::: Data for analysis :::
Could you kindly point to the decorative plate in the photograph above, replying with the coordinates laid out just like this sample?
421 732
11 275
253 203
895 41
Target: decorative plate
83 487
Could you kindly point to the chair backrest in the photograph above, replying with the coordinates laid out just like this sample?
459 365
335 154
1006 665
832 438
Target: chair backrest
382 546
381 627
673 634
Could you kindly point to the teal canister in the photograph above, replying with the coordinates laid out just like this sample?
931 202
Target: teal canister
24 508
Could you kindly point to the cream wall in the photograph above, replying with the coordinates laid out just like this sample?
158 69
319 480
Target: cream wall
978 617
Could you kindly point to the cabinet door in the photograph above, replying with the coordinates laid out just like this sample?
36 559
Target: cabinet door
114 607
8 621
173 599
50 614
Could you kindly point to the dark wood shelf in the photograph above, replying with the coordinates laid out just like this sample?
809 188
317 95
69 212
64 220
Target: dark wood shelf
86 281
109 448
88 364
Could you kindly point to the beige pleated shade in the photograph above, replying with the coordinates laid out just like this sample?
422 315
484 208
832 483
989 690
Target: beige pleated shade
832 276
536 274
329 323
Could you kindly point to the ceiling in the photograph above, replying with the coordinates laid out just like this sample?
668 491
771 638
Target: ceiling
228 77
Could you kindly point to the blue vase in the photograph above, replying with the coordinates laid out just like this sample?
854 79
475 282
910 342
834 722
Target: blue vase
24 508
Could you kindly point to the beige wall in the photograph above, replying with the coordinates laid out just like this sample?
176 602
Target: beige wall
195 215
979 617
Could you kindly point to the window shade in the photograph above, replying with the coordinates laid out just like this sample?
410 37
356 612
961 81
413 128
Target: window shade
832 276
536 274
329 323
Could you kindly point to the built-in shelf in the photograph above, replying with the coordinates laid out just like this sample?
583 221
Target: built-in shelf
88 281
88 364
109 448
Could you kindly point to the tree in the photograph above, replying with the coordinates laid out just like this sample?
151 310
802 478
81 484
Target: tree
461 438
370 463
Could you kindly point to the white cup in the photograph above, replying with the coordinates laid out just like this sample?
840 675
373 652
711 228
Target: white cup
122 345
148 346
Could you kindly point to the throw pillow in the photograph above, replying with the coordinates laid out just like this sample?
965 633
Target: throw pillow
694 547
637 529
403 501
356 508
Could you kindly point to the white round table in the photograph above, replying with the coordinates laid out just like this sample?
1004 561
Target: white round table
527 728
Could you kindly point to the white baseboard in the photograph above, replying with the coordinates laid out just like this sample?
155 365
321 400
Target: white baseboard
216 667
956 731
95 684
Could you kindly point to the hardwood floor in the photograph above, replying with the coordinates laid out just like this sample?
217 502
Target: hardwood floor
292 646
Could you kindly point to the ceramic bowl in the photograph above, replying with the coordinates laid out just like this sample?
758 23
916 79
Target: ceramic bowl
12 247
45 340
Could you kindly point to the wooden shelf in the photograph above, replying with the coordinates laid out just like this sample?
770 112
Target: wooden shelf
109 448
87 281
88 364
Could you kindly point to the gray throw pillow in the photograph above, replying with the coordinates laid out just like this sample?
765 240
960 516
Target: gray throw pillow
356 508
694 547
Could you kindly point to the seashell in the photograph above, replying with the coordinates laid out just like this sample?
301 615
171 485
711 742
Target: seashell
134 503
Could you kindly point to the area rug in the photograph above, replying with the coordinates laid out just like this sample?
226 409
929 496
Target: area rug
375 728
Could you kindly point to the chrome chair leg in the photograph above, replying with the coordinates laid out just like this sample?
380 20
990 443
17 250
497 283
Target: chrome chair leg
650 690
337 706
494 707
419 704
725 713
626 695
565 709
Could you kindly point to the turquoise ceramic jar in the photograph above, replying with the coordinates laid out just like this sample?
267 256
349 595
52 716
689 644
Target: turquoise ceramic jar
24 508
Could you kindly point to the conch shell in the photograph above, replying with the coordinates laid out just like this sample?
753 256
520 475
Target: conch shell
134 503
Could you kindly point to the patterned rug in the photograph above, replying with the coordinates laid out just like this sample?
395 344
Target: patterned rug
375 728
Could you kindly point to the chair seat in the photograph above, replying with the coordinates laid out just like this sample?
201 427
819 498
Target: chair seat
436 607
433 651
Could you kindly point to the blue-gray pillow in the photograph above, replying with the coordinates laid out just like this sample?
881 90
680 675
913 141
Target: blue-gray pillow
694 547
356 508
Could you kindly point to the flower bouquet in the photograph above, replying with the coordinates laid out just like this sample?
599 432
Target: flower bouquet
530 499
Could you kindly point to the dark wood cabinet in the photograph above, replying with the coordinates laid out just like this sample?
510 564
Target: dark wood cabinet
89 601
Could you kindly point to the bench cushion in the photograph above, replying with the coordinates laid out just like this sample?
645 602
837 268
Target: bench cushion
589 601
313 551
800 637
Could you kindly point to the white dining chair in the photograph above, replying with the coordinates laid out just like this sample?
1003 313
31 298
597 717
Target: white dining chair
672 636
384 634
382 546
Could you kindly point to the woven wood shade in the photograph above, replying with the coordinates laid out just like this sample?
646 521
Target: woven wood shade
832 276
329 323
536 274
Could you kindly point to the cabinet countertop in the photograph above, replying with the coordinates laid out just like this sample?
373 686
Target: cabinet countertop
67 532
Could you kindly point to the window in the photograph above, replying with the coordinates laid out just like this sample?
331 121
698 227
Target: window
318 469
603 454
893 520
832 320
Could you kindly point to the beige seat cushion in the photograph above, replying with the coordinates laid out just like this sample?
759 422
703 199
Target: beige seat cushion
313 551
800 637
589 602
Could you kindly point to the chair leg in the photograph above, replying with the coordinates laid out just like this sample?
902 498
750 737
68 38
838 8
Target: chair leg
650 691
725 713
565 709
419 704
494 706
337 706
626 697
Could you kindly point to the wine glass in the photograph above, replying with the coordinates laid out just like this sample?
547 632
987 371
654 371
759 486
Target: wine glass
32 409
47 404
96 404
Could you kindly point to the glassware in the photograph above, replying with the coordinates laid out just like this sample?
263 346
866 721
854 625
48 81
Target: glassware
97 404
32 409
:::
Print every record exactly, so that each word matches what is written above.

Could you kindly point to the decorative plate in the photograph above, replying with the coordinates laid out just like this sample?
421 732
11 275
253 203
895 41
Target: decorative plate
83 487
Could you kindly point to the chair backrest in the photograph above, replying with the coordinates laid out just like this sample?
459 365
335 154
1006 665
832 438
Target: chair backrest
382 546
381 627
673 634
Could you kindly point to the teal canister in the photograph above, replying with the coordinates laid out just like this sample?
931 202
Target: teal canister
24 508
Could you kindly point to the cream wall in the photograph above, replying with the coordinates laid out just like this sample?
158 69
319 480
Target: cream wall
978 617
Could you kindly point to the cabinet door in the photograph above, replying with the coordinates laid out just like this sample?
36 559
Target: cabinet door
114 607
8 621
173 599
50 614
Could you kindly point to the dark wood shelf in the photograph above, replying with the coordinates laid out just like this sample?
809 188
317 95
69 212
64 220
Target: dark wood shelf
86 281
109 448
88 364
Could you kindly point to the beige pleated shade in the photograph above, replying with the coordinates laid out just like this sample?
422 315
484 208
832 483
989 690
Target: beige pleated shade
832 276
536 274
329 323
Could you kindly point to the ceiling in the photograph above, replying with the coordinates laid out just like this sample?
668 491
771 638
Target: ceiling
228 77
Could you kindly point to the blue vase in the photograph above, replying with the coordinates laid out just like this sample?
854 79
475 282
910 342
834 722
Target: blue vase
24 508
Could you kindly point to the beige wall in the photograph above, replying with the coordinates laid out just like this sample?
176 602
Target: beige wall
195 215
979 617
Could you kindly point to the window shade in the photograph above, replying with the coordinates laid out just like this sample?
410 37
356 612
961 81
413 128
Target: window shade
832 276
536 274
329 323
Could you kindly point to the built-in shelf in the photograph above, replying with the coordinates laid out just like this sample?
583 221
Target: built-in shelf
88 281
88 364
109 448
Could you kindly point to the tree in the photograph above, replying with the coordinates laid out just like this sample?
151 310
802 478
81 484
Target: tree
461 438
370 463
Could you kindly point to the white cup in the photograph above, replying with the coordinates laid out just like this sample?
840 675
373 652
711 228
Target: white cup
122 345
148 346
Could you kindly point to the throw pillow in the photograph above, replying with the coordinates laid out just like this sample?
965 633
Target: throw pillow
694 547
637 529
403 501
356 508
Could you kindly point to the white round table in the photograph above, replying with the coordinates laid out just like this sample?
1004 561
Target: white round table
527 728
Could you kindly point to the white baseboard in the photograph above, replying with the coordinates laid out just like this sample?
155 365
321 400
Target: white baseboard
216 667
956 731
95 684
Could you kindly point to the hardwood floor in the photograph above, replying with the coordinates laid out just like this sample?
217 502
Target: hardwood floor
292 646
Could you kindly point to the ceramic bowl in the photograph above, replying with the coordinates laid out just like this sample?
758 23
916 79
Target: ceramic bowl
12 247
45 340
Could you kindly point to the wooden shelf in the photograph above, replying with the coordinates laid out just like this sample?
770 112
Target: wooden shelf
109 448
87 281
88 364
Could you kindly point to the gray throw pillow in the photograph above, replying with the coordinates laid out just like this sample?
765 240
960 516
Target: gray throw pillow
356 508
694 547
Could you kindly point to the seashell in the photograph above, replying with the coordinates laid out just like this sample?
301 615
171 485
711 742
Target: seashell
134 503
Could you kindly point to the area rug in the photograph above, replying with the coordinates laid out just like this sample?
226 409
929 496
Target: area rug
375 728
Could you kindly point to the chrome chair leg in the photograph above, replying with the coordinates laid out just like this sample?
380 20
990 443
17 250
497 283
Target: chrome chair leg
650 690
337 706
494 707
419 704
725 713
626 695
565 709
Could you kindly point to the turquoise ceramic jar in the photograph above, replying with the coordinates laid out just like this sample?
267 256
349 595
52 716
689 644
Target: turquoise ceramic jar
24 508
Could you kindly point to the conch shell in the photograph above, replying with the coordinates laid out just like this sample?
753 256
520 475
Target: conch shell
134 503
Could you kindly point to the patterned rug in the photograph above, replying with the coordinates laid out just like this sample?
395 344
Target: patterned rug
375 728
Could you kindly point to the chair seat in the photograph above, replying with the coordinates laid out just like this sample?
201 427
819 498
Target: chair seat
436 607
433 651
Could you kindly point to the blue-gray pillow in the photograph above, replying with the coordinates laid out just like this sample?
881 90
680 675
913 141
Target: blue-gray pillow
694 547
356 508
Could you kindly point to the flower bouquet in the photograph above, replying with the coordinates laid out just like this sample?
599 432
Target: flower bouquet
530 499
Could you kindly point to the dark wood cabinet in the photograph above, replying with the coordinates laid out just like this sample?
510 564
Target: dark wood cabinet
89 601
Could you kindly point to the bench cushion in the photograph above, replying with the coordinates laid out just like this sample?
645 602
837 268
Target: bench cushion
589 601
313 551
800 637
Could you kindly point to the white dining chair in the photograph above, replying with the coordinates laid out just like this sample?
1003 313
31 298
597 717
Target: white dining chair
672 636
384 634
382 546
Could you kindly point to the woven wood shade in the photograph above, replying with the coordinates laid out just like this sample?
646 521
Target: woven wood shade
832 276
329 323
536 274
Could you kindly point to the cabinet countertop in the photograph above, replying with the coordinates laid out just like this sample?
373 686
Target: cabinet countertop
67 532
Could you kindly point to the window in the photograph above, replying with the coordinates laid out just like this sample?
331 121
698 227
Target: window
318 469
603 454
893 520
832 320
Could you kindly point to the beige seat cushion in the photograph above, replying with the coordinates laid out just like this sample?
759 422
703 199
Target: beige seat cushion
313 551
800 637
589 602
Could you kindly point to the chair leg in the photograph above, replying with the coordinates laid out just like this sample?
902 498
750 737
68 38
838 8
Target: chair leg
650 691
725 713
565 709
419 704
494 706
337 706
626 697
Could you kindly point to the wine glass in the photograph above, replying with the coordinates laid out just like this sample?
547 632
987 371
654 371
759 486
Target: wine glass
32 409
47 404
96 404
Could you kindly point to the glassware in the photograph above, replying with the coordinates laid out just like this sample?
263 346
866 721
854 625
48 81
Target: glassware
97 404
32 409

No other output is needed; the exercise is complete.